* Brief
Take the material below and output exactly the run of lines from the one containing "camera in the picture." down to the one containing "forearm in the picture.", with both included.
+--
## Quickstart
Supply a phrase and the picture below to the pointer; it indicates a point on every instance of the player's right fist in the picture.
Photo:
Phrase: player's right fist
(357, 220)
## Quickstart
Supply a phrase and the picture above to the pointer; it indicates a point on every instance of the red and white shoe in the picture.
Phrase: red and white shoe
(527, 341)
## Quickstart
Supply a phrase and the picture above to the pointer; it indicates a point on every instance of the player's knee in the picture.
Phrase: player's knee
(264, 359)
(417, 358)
+--
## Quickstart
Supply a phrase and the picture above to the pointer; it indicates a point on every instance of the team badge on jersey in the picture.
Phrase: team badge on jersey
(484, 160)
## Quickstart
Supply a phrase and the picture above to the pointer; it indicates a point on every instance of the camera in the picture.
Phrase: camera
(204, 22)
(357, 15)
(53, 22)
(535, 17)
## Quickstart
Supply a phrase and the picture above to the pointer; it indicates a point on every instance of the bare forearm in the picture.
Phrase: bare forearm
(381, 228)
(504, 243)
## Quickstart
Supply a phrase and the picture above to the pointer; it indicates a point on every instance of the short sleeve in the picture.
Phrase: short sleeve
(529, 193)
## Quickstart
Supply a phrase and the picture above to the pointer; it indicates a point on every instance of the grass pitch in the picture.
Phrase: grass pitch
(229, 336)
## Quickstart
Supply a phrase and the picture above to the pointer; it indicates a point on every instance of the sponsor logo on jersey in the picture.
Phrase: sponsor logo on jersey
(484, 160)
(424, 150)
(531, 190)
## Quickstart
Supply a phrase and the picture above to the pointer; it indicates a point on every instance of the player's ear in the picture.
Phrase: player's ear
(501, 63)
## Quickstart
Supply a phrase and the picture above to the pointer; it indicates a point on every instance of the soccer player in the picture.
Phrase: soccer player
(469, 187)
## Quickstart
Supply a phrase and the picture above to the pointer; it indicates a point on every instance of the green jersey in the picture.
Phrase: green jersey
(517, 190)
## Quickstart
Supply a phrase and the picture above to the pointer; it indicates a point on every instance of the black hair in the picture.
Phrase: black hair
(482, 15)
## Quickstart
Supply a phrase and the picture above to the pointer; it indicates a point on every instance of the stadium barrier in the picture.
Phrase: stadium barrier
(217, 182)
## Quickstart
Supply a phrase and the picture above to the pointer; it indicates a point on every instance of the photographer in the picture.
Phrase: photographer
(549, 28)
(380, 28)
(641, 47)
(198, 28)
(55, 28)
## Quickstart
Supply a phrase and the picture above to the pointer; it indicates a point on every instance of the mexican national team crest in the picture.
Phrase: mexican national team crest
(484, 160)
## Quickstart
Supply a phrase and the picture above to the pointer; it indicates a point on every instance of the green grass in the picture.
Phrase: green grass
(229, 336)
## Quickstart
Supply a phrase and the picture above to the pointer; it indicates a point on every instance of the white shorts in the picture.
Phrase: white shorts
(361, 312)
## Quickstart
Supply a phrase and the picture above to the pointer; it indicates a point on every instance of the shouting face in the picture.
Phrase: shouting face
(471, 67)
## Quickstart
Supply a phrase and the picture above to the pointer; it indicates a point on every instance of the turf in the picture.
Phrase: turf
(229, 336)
+--
* Task result
Supply a phrase and the picture above to the pointer; it indicates a point on every instance of the camera in the picture.
Phrase: camera
(204, 22)
(357, 15)
(53, 22)
(535, 17)
## Quickstart
Supply a phrase and the picture above to the pointer; it indicates a point on every instance of the bare forearm in the picture.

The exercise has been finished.